• Teks Kutipan:
◇ ◇ ◇

JAKARTA (Arrahmah.com) – Penjualan aset negara dalam nominal yang besar mesti mendapat persetujuan DPR. Hal itu diperlukan parlemen sebagai representasi dari rakyat. Demikian disampaikan Ketua MPR Zulkifli Hasan menanggapi rencana Menteri Negara (Meneg) Badan Usaha Milik Negara (BUMN), Rini Soemarno, yang berencana menjual Gedung Kemeneg BUMN.
“Jual aset (negara, red) itu tidak mudah, saya kira harus mendapat izin dari DPR,” ujarnya, di Gedung MPR, Kamis (18/12).
Dikatakan Zulkifli, pemerintah tak gampang menjual aset negara. Apalagi sejatinya BUMN diperuntukan usaha negara yang hasilnya bagi kesejahteraan rakyat. “Jadi harus hati-hati,” ujarnya.
Wakil Ketua DPR Fahri Hamzah mengkiritik keras Meneg BUMN. Menurutnya, Rini tak paham bagaimana mengelola dan menghemat aset negara. Ia berpandangan rencana mengambil langkah efisiensi dengan menjual gedung dinilai salah. Pasalnya, terdapat cara lain.

◇ ◇ ◇

• Data Tersedia:
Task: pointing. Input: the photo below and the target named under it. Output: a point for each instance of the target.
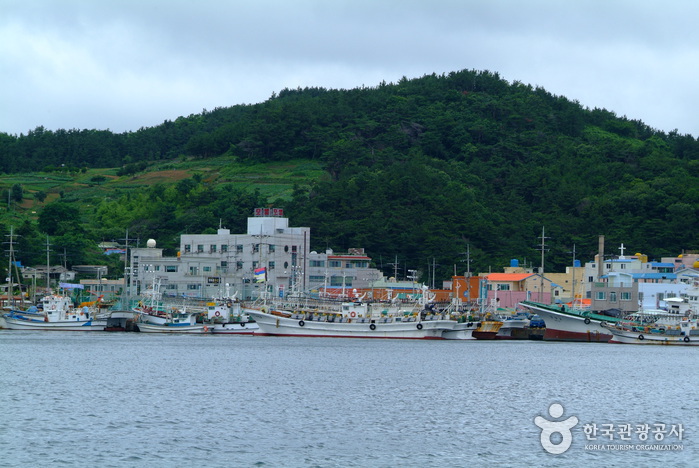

◇ ◇ ◇

• Uraian Tugas:
Dalam berita tentang rencana penjualan Gedung Kemeneg BUMN, siapa saja tokoh yang disebut namanya, dan apa jabatan masing-masing? Baris-baris data tidak dipakai dalam latihan ini.

• Jawaban Tugas:
- Zulkifli Hasan: Ketua MPR
- Rini Soemarno: Menteri Negara (Meneg) Badan Usaha Milik Negara (BUMN)
- Fahri Hamzah: Wakil Ketua DPR